> _About this task_
Please set down, word for word, the passage of the commentary on India's economy that begins at the words "But with three" and stops after "of working age.".

NATIONAL

Commentary: India’s economy is experiencing a crisis. It just doesn’t know it yet

NEW DELHI: With India now in its 75th year of independence, perhaps the biggest disappointment has been the country’s failure to become an economic powerhouse.

In more confident times, back in 2019, Prime Minister Narendra Modi had spoken of building a US$5 trillion Indian economy by 2025.

But with three years to go, and India’s GDP currently US$3.1 trillion, it is difficult to find anyone who still believes he can achieve this goal. 

India was supposed to benefit economically from what Modi called the country’s “3D” advantage – demographics, democracy, and demand.

In particular, India would reap a “demographic dividend” owing to its youthful population: The median age in India is 28, compared to 37 in China and the United States and 49 in Japan, and more than two-thirds of its 1.4 billion people are of working age.

Instead, the economy has been stumbling, with GDP growth decelerating each year from 2017 to 2020, inflation rising, and unemployment reaching a record 23.5 per cent in April 2020. India currently has 53 million unemployed people, and its labour force participation rate has declined from 58 per cent in 2005 to just 40 per cent in 2021 – one of the lowest levels in the world.

A STRUGGLING ECONOMY

After more than a decade as chief minister of Gujarat, one of India’s most developed and industrialised states, Modi had sold himself to voters as a leader who would transform the economy and fulfil the hopes of the 11 million to 12 million young and poorly skilled Indians who enter the labour force each year.

> _Record excerpts_
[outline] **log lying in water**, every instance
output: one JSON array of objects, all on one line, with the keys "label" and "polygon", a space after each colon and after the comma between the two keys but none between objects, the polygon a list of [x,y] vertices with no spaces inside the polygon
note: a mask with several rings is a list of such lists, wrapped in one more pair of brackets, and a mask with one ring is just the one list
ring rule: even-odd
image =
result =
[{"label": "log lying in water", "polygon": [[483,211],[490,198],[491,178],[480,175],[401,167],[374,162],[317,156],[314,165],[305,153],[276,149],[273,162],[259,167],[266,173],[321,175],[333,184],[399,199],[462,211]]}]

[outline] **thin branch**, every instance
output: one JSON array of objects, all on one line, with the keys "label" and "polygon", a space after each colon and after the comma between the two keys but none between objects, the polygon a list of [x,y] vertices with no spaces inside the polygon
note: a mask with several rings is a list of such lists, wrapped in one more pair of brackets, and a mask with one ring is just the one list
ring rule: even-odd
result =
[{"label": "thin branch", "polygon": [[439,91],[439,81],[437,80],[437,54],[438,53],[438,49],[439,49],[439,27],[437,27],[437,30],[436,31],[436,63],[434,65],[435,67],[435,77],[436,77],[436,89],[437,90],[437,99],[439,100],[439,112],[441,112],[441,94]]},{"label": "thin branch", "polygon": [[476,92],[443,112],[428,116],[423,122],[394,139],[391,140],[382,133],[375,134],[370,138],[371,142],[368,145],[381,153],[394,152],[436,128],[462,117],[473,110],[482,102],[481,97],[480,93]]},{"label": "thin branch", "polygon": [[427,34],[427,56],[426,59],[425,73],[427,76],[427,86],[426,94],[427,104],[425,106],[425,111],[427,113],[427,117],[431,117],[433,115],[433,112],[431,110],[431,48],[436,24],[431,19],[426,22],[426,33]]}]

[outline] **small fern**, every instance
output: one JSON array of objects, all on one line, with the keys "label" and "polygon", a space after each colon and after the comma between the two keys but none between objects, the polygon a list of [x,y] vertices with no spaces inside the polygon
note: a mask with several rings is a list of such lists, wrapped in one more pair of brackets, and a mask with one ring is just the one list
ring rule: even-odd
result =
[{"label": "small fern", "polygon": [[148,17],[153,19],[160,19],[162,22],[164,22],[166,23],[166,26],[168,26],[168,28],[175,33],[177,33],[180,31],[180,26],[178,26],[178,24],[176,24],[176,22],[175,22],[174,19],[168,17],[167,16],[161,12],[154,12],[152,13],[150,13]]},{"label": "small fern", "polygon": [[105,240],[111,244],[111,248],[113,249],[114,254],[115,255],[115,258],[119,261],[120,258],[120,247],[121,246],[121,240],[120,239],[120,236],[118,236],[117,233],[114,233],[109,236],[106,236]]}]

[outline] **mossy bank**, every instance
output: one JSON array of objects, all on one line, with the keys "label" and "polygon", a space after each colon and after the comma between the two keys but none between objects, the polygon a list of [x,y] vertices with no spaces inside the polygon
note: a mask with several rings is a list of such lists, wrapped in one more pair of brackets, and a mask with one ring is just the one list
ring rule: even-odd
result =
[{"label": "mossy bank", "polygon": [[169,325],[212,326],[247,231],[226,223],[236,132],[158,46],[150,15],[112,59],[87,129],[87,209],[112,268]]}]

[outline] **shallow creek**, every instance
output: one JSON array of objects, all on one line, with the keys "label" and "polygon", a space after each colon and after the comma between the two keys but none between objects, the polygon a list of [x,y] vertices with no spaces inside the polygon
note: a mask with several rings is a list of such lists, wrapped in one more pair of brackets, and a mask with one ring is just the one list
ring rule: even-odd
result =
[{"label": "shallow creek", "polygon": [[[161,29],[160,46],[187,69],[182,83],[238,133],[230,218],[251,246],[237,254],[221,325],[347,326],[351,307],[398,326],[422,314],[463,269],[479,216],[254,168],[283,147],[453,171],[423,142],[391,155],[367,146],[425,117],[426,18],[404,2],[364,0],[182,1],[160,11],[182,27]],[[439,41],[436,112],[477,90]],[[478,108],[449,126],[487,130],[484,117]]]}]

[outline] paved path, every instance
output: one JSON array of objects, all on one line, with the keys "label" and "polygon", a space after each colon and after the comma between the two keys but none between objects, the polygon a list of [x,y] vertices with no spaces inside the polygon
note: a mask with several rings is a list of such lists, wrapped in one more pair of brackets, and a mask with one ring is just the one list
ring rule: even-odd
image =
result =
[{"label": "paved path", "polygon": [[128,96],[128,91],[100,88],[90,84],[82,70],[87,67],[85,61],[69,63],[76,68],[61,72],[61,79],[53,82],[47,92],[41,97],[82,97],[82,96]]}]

> _Output of the task_
But with three years to go, and India’s GDP currently US$3.1 trillion, it is difficult to find anyone who still believes he can achieve this goal. 

India was supposed to benefit economically from what Modi called the country’s “3D” advantage – demographics, democracy, and demand.

In particular, India would reap a “demographic dividend” owing to its youthful population: The median age in India is 28, compared to 37 in China and the United States and 49 in Japan, and more than two-thirds of its 1.4 billion people are of working age.